***** Supplied text *****

In the early morning sunshine of Siberia, as the hacks snoozed through the stopover on the way back from Hong Kong, the two party leaders negotiated their subversive agreement. Its ultimate significance can only be judged years hence; but, unlikely as it may seem, Novosibirsk may take its modest place alongside Maastricht and Limehouse as the unlikely scene of a deal with huge consequences for British party politics.
It may not seem very much, the creation of a "joint cabinet committee" comprising six members of the governing party - Tony Blair, John Prescott, Gordon Brown, Jack Straw, Robin Cook and Ann Taylor - and five from the Liberal Democrats, including Ashdown, Menzies Campbell and Bob Maclennan. Whether it can reasonably be called a "cabinet" committee at all must be questionable. Is it, therefore, simply another talking shop, which will meet irregularly and go nowhere - a sop to the Lib Dems? Well the treaty-makers don't think so; and nor do the seething critics of the deal in both parties.
This agreement was not forced on the Prime Minister by the electors. It is not a case of politicians being pushed together in a shotgun alliance. On the face of it, Blair has opened the door of government to a party that received far fewer votes and seats than his, and agreed to discuss some of the most sensitive issues with it.
In fact, both Blair and Ashdown have taken a considerable risk. By including the Liberal Democrats in formal discussions on constitutional reform - continuing in government talks which began in opposition - Blair knows he will alienate some in his party. There are senior and vociferous, though so far private, critics of this whole business. Furthermore, Blair now exposes himself to a high-profile walkout if he reneges on any key part of the reform agenda - the Lib Dems could "do a Heseltine". One day, that might be damaging.
Ashdown, by contrast, risks incorporation. One of the most striking and repetitive themes of the new administration is the way in which it reaches out, and pulls possible critics or opponents into its embrace. Outspoken business leaders; newspaper owners; vocal and popular leftists (like Tony Banks); pundits; all have been offered chats, access and sometimes jobs.

*****

■ **Tasks for this exercise**
1) Answer these from the article on the Blair–Ashdown deal:
(a) In what city did the two party leaders work out their agreement?
(b) How many Liberal Democrats will sit on the joint cabinet committee?
(c) What does the article say Ashdown risks?
2) Report every line of the records that holds the word "wind". Case counts.

***** Exercise data *****

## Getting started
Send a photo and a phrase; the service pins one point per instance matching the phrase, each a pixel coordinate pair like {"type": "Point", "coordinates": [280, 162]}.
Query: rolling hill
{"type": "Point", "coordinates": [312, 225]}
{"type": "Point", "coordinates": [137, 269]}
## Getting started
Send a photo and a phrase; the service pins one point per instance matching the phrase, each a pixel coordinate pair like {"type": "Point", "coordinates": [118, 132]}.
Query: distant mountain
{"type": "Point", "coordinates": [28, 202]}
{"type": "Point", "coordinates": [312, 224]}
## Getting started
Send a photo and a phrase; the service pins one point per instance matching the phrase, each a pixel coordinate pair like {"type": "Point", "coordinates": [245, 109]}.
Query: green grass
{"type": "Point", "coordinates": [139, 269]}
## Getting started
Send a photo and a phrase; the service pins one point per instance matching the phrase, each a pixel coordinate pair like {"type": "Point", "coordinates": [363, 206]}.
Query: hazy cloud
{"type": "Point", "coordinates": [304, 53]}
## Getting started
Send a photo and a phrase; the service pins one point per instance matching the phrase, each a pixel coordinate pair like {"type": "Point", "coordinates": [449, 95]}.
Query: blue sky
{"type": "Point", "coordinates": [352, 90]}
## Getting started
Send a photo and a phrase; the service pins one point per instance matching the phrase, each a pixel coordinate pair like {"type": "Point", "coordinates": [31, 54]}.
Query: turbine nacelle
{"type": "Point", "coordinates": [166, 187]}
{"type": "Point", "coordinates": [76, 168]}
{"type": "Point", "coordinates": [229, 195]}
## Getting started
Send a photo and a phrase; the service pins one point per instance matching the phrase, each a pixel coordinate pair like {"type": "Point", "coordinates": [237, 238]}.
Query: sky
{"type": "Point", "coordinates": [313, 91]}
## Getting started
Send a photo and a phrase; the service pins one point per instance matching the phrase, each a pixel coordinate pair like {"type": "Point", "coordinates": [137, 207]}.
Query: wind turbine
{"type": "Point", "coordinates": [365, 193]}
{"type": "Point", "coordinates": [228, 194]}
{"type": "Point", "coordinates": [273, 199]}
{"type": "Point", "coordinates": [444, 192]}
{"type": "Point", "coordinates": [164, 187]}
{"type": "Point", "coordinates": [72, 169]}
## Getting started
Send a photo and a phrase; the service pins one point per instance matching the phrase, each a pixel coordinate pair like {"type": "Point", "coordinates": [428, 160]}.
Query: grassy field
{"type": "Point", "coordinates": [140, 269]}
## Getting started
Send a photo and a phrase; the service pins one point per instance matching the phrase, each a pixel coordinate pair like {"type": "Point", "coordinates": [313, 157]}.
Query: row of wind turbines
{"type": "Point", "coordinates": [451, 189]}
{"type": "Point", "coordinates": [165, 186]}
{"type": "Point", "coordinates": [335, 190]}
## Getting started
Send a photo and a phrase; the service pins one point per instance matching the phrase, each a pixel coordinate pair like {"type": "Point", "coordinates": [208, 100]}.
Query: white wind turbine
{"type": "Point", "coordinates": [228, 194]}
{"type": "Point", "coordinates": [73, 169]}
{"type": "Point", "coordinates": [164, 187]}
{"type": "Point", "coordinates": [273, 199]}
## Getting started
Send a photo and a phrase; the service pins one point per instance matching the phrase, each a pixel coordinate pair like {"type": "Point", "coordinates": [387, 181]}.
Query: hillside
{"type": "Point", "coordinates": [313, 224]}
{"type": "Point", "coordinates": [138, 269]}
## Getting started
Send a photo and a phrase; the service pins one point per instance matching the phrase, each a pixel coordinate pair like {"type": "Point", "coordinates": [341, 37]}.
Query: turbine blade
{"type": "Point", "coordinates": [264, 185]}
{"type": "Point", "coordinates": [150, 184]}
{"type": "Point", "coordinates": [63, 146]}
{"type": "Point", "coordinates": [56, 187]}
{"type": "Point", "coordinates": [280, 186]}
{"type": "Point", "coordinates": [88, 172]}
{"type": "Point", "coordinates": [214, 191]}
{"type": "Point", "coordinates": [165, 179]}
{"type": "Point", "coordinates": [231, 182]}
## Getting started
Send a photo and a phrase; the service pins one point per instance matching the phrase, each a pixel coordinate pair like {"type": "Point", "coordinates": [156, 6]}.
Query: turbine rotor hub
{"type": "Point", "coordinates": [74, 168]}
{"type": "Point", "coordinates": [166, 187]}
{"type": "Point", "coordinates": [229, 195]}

*****

■ **Exercise responses**
1)
(a) Novosibirsk, in Siberia, during a stopover on the way back from Hong Kong.
(b) Five.
(c) Incorporation.

2)
Query: wind turbine
Query: row of wind turbines
Query: white wind turbine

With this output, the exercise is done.